Lundi dernier, dans une salle sans fenêtres du sous-sol du Prospero, Kim répétait Aïcha, ce personnage beau et dur, fragile et violent; une femme-enfant élevée par une mère seule dans le Village, qui rêve d'un impossible amour avec un homme plus vieux.

Sous le regard avisé du metteur en scène et de son assistante, Mélanie Primeau, en short et t-shirt, Kim se lance dans son monologue-dialogue. Elle connaît déjà son texte (presque) par coeur, à un mois de la première. Nicolas Gendron intervient par moments, au milieu d'une envolée, pour lui donner ses indications.

Ce dernier produit aussi le spectacle avec la compagnie ExLibris. Gendron a offert le rôle à la comédienne après audition. Il connaissait Kim seulement pour l'avoir vue jouer au théâtre. Il ne doute pas une seconde que Kim peut rendre autant la gravité que la légèreté du personnage. «Aïcha est à la fois très lucide et très naïve. On ne sait pas toujours ce qui est vrai et ce qu'elle invente dans son histoire», résume le metteur en scène.

Comment Kim appréhende-t-elle le fait de porter sur ses épaules une pièce pendant 75 minutes? «C'est la chose la plus effrayante que j'ai faite de ma vie! C'est vertigineux! Mais le texte de Sophie est tellement bien écrit... Je m'appuie sur ses mots.»

La répétition se termine à 17h pile. Kim doit partir à la hâte. Elle va jouer un match de soccer au parc Marquette. Après le choc des mots, rien de mieux que de frapper le ballon et laisser rouler le stress! - Luc Boulanger

PHOTO ROBERT SKINNER, LA PRESSE

Jimmy Gonzalez: rentrée tous azimuts

La rentrée automnale de l'artiste de cirque et danseur Jimmy Gonzalez a débuté la semaine dernière à New York, où il a travaillé pendant six mois dans le souper-spectacle Queen of the Night.

(Données enregistrées)
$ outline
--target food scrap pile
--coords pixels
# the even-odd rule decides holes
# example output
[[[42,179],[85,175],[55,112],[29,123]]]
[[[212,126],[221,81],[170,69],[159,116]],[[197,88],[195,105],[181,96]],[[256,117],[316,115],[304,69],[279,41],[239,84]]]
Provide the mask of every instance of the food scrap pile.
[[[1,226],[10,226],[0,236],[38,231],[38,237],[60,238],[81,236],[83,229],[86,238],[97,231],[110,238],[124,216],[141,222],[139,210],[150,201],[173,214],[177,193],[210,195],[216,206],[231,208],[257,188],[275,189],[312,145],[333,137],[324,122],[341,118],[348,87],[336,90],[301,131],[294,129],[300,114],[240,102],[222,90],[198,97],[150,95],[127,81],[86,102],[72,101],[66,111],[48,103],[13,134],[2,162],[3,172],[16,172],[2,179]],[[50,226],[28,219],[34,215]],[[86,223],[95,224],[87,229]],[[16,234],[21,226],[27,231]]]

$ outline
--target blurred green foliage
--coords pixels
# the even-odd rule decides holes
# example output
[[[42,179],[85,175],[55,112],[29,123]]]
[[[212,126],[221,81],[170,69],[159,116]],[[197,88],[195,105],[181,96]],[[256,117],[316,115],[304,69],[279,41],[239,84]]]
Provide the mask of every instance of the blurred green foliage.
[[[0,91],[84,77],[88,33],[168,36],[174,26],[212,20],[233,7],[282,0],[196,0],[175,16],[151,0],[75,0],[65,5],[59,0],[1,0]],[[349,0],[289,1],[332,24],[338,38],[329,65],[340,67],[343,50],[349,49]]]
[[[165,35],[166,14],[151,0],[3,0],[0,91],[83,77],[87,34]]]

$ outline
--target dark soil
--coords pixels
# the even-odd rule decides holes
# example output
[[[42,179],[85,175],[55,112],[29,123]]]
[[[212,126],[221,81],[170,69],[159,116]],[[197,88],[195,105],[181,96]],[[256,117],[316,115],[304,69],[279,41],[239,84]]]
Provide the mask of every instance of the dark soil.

# Travail demandé
(a) D'après le texte fourni, à quelle heure la répétition prend-elle fin ?
(b) Pour chacune des affirmations suivantes, indiquez si elle concorde avec le texte fourni, en citant les mots décisifs : (i) Nicolas Gendron a offert le rôle à la comédienne après une audition ; (ii) Kim répétait dans une salle éclairée par des fenêtres ; (iii) Jimmy Gonzalez a travaillé pendant un an à New York.

# Réponses
(a) La répétition se termine à 17h pile.

(b)
(i) Oui : « Gendron a offert le rôle à la comédienne après audition. »
(ii) Non : « dans une salle sans fenêtres du sous-sol du Prospero »
(iii) Non : « où il a travaillé pendant six mois »